+++ TEXT SEGMENT

[FOM] Throwing Darts, Time, and the Infinite

Jeremy Gwiazda jeremygwiazda at gmail.com
Tue Apr 24 12:16:42 EDT 2012


“It's true that conditionalizing on the location of the first dart
gives probability 1 to this event…”

I take it that this is the role time plays. Assume ZFC and CH. Fix a
well-ordering. On Monday, a real is selected. On Friday, a real will
be selected. On Wednesday, you can bet at even odds whether Monday’s
or Friday’s real is further into the well-ordering. Is it really
coherent to take Monday’s? I am no expert on the metaphysics of time,
but I take the over (Friday’s). I think that this indicates that the
issue is, at the least, a ponens/tollens issue, as opposed to Freiling
being “totally right.” (Freiling’s: if the reals don’t know the order,
then not CH vs. my: if CH, then the reals know the order).

Best,
Jeremy


P.S. If we don’t care about the failure of countable additivity, we
can devise an Axiom of Symmetry for the countable case, which Freiling
did not do, but which assigns a finite set to each natural number (use
less than). Each natural number has a 0 chance of selection. Then,
with very slight changes, we can run Freiling's argument and 'prove'
that there is not a well-ordering of the natural numbers. I take this
as further evidence that certain structures do 'know' the order of the
darts/selections.


> I would just add - on the particular point at question here (that is,
> Freiling's claim that "the real number line does not really know which
> dart was thrown first or second" vs. Gwiazda's claim that the order
> that the darts are thrown in really does matter), it seems that
> Freiling is totally right.  The joint distribution of two dart throws
> gives a space in which the event of the first dart hitting an earlier
> number in the ordering than the second is unmeasurable, and so is the
> converse.  It's true that conditionalizing on the location of the
> first dart gives probability 1 to this event, but conditionalizing on
> the location of the second dart gives probability 0 to this event.
>
> If the probabilities are subjective probabilities, then there is no
> privilege to one of the conditionalizations over the other.  If the
> probabilities are objective chances, then whether one of them is
> privileged depends on the metaphysics of time.  Given the most
> plausible view for relativity (on which there is no distinguished time
> axis), neither one will be privileged, and so there's no reason to
> give up on the unmeasurability of this event, and thus no reason to
> think it will almost certainly go one way rather than the other.
>
> Kenny Easwaran
>
> On Wed, Apr 18, 2012 at 4:37 AM, Thomas Forster
> <T.Forster at dpmms.cam.ac.uk> wrote:
>>
>> This is an old chestnut. ?I am taking the liberty of inflicting
>> on listmembers the following email from my colleague Imre leader, with his
>> permission. (slightly edited).

++++++

▶ EXERCISES TO COMPLETE:
A: Answer these about the email, one per line:
(i) On which day can you place the even-odds bet?
(ii) In the P.S., what chance of selection does each natural number have?
(iii) Under the most plausible view for relativity, what is there none of?
B: Repeat part of the email word for word, beginning at the words "I take it that" and stopping after "know the order).".
The lines that come after the email have nothing to do with it.

+++ EXTRACTED MATERIAL

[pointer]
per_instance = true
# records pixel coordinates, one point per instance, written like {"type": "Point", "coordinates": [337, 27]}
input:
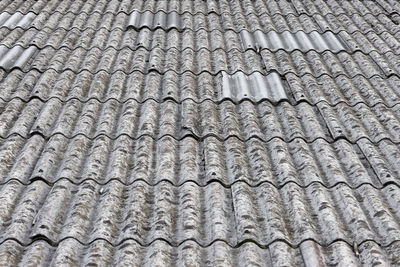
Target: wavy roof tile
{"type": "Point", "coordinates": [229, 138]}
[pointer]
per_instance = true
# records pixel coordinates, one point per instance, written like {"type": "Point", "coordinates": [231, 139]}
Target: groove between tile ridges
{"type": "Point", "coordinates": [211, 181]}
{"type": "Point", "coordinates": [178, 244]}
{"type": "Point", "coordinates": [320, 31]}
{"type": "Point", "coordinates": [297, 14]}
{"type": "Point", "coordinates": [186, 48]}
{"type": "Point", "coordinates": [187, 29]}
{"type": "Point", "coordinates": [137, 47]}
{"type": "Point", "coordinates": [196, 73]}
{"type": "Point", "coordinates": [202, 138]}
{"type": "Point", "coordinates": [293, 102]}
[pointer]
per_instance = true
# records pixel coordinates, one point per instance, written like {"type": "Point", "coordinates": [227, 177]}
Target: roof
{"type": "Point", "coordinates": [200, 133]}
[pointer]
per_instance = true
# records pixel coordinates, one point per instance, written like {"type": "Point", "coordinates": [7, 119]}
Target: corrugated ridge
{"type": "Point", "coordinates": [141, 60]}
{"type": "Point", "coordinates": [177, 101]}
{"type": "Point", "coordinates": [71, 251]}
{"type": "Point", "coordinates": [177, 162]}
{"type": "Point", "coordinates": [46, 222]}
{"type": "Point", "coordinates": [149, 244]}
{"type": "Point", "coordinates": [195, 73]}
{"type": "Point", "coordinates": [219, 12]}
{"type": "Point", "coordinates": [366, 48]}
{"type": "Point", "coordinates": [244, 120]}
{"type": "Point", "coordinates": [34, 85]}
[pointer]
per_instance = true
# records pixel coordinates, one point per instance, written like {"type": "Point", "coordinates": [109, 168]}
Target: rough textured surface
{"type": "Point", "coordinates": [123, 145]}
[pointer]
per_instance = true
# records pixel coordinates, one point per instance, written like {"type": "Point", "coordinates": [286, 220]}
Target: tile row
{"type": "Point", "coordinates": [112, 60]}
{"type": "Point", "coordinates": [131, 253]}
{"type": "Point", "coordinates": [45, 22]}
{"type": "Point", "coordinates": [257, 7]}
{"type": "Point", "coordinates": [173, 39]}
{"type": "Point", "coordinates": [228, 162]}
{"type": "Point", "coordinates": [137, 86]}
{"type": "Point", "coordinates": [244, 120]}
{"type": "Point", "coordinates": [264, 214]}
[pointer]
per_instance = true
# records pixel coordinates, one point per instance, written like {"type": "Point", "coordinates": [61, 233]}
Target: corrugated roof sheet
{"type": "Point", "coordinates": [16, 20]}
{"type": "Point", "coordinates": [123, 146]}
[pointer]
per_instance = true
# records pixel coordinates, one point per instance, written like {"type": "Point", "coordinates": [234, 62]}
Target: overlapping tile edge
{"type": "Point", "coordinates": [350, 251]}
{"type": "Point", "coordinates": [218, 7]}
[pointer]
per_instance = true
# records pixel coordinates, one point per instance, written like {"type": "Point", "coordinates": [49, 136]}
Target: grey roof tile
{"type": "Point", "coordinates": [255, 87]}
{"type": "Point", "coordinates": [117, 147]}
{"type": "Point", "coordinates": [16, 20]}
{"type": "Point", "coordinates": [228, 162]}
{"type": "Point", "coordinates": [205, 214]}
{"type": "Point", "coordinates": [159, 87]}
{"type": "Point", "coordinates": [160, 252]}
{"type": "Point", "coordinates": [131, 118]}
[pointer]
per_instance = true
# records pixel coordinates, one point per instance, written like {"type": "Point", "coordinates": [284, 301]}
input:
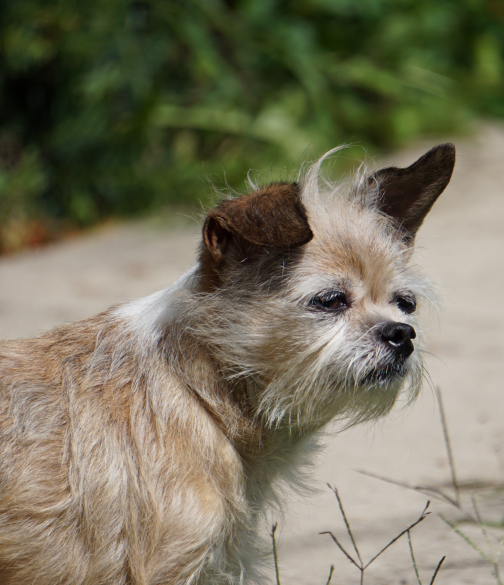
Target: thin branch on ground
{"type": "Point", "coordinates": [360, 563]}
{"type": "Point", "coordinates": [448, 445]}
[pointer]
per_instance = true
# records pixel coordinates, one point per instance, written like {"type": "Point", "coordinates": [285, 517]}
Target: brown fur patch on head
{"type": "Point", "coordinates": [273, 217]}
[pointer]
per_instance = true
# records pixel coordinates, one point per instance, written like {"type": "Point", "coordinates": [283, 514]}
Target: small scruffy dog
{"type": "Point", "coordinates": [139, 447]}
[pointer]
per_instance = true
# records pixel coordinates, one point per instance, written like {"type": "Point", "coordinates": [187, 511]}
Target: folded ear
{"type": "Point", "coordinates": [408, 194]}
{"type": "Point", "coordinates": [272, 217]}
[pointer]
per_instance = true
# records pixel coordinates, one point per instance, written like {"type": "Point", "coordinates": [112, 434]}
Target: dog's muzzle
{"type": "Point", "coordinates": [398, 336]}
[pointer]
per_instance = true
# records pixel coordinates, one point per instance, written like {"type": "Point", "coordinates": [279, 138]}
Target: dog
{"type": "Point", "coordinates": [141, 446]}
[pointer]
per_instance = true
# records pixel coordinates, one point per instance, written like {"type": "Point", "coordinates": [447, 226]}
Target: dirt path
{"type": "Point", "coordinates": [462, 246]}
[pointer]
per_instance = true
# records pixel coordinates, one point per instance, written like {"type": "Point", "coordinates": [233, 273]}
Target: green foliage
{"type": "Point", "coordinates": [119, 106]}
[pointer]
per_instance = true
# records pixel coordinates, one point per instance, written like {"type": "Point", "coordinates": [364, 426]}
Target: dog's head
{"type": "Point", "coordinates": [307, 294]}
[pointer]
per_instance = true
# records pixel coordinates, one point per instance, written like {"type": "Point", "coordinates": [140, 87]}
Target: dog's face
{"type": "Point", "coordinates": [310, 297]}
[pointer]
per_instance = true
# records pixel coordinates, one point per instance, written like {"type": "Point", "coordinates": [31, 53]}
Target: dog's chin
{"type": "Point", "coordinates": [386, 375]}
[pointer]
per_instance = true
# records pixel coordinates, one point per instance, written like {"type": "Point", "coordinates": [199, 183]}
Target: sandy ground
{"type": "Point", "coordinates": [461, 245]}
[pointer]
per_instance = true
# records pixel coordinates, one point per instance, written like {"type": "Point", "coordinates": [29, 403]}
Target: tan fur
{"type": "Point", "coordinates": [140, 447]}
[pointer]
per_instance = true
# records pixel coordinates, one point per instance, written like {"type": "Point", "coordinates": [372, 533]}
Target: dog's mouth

++++++

▶ PER-TASK ANSWERS:
A:
(i) Wednesday
(ii) 0
(iii) A distinguished time axis

B:
I take it that this is the role time plays. Assume ZFC and CH. Fix a
well-ordering. On Monday, a real is selected. On Friday, a real will
be selected. On Wednesday, you can bet at even odds whether Monday’s
or Friday’s real is further into the well-ordering. Is it really
coherent to take Monday’s? I am no expert on the metaphysics of time,
but I take the over (Friday’s). I think that this indicates that the
issue is, at the least, a ponens/tollens issue, as opposed to Freiling
being “totally right.” (Freiling’s: if the reals don’t know the order,
then not CH vs. my: if CH, then the reals know the order).